(Parts of the exercise)
1. In the mobile app data analysis notebook, what is stated as the planned main source of revenue for the app?
2. Carry on the mobile app data analysis notebook from the point where it stops.
--- Start Selected excerpt ---
# Mobile Applications Data Analysis


### What the project about:
Analyse the data from Apple Store and Google Play Market. Mobile Applicatoins users, ratings, price etc.

### Goal of project:
By analysing the data understand the most profitable application type. Considering this will a be free app with main revenue through in-app ads.



## Read data and analyse what valuable we have for our goal

In [143]:
# Reading data files. Saving data as table structure - arrays of arrays.

import csv

android_aps_data = []
ios_aps_data = []

with open('google-play-store-apps/googleplaystore.csv') as android_aps_data_file:
    csv_reader = csv.reader(android_aps_data_file)
    
    for row in csv_reader:
        android_aps_data.append(row)
        
with open('app-store-apple-data-set-10k-apps/AppleStore.csv') as ios_aps_data_file:
    csv_reader = csv.reader(ios_aps_data_file)
    
    for row in csv_reader:
        ios_aps_data.append(row)


In [144]:
# Function to explore and investigate data.

def exloreData(dataset, start, stop, print_number_of_rows_and_columns=False):
    for row in dataset[start:stop]:
        print(row)
        print('\n')
        
    if print_number_of_rows_and_columns:
        print('Columns in total: ', len(row[0]))
        print('Rows in total: ', len(dataset))
    

In [145]:
# Print android columns names

exloreData(dataset=android_aps_data, start=0, stop=3, print_number_of_rows_and_columns=False)

['App', 'Category', 'Rating', 'Reviews', 'Size', 'Installs', 'Type', 'Price', 'Content Rating', 'Genres', 'Last Updated', 'Current Ver', 'Android Ver']


['Photo Editor & Candy Camera & Grid & ScrapBook', 'ART_AND_DESIGN', '4.1', '159', '19M', '10,000+', 'Free', '0', 'Everyone', 'Art & Design', 'January 7, 2018', '1.0.0', '4.0.3 and up']


['Coloring book moana', 'ART_AND_DESIGN', '3.9', '967', '14M', '500,000+', 'Free', '0', 'Everyone', 'Art & Design;Pretend Play', 'January 15, 2018', '2.0.0', '4.0.3 and up']




Possible needed data for us is under columns 'Category'[0], 'Rating'[1], 'Installs'[4], 'Type'[5], 'Content Rating'[7], 'Genres'[8], 'Android Ver'[11]

In [146]:
# Print ios columns names

exloreData(dataset=ios_aps_data, start=0, stop=3, print_number_of_rows_and_columns=False)
--- End Selected excerpt ---
--- Start Stored data ---
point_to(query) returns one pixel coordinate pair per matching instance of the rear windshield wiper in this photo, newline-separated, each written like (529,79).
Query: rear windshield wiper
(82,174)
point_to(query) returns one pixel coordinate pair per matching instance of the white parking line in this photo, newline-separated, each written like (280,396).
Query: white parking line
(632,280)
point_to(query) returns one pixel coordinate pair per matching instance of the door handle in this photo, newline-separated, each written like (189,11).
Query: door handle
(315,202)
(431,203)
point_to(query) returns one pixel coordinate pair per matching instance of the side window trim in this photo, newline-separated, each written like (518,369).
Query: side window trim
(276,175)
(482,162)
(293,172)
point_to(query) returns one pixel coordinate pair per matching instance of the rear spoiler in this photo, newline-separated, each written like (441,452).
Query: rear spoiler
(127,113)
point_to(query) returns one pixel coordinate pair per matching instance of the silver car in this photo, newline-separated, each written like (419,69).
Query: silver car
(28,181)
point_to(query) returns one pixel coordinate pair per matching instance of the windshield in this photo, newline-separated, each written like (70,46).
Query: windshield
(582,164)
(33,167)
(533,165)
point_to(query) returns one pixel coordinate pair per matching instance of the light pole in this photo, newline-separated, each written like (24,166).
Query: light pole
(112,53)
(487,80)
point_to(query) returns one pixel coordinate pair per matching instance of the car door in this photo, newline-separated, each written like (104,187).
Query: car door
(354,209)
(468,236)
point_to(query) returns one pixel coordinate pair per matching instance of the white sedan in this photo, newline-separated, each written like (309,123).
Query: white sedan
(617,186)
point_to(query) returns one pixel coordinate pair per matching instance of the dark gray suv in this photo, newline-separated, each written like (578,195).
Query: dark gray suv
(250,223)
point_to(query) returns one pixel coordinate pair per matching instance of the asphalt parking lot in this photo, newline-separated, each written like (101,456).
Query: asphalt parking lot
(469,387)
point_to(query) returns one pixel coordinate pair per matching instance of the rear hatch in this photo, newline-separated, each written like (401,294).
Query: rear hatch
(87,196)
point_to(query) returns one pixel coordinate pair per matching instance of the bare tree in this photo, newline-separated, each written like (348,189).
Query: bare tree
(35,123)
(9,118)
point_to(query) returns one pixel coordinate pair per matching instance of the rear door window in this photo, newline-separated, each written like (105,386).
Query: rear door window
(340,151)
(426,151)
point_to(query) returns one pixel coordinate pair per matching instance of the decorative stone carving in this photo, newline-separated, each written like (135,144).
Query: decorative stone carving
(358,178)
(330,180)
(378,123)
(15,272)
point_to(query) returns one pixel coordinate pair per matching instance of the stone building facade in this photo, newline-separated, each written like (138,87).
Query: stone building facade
--- End Stored data ---
(Written answers)
1. In-app ads.

2.
['', 'id', 'track_name', 'size_bytes', 'currency', 'price', 'rating_count_tot', 'rating_count_ver', 'user_rating', 'user_rating_ver', 'ver', 'cont_rating', 'prime_genre', 'sup_devices.num', 'ipadSc_urls.num', 'lang.num', 'vpp_lic']


['1', '281656475', 'PAC-MAN Premium', '100788224', 'USD', '3.99', '21292', '26', '4', '4.5', '6.3.5', '4+', 'Games', '38', '5', '10', '1']


['2', '281796108', 'Evernote - stay organized', '158578688', 'USD', '0', '161065', '26', '4', '3.5', '8.2.2', '4+', 'Productivity', '37', '5', '23', '1']




Possible needed data for us is under columns 'price'[5], 'user_rating'[8], 'cont_rating'[11], 'prime_genre'[12], 'sup_devices.num'[13], 'lang.num'[15]

## Clean data

#### Broken data

In [147]:
print(android_aps_data[10473])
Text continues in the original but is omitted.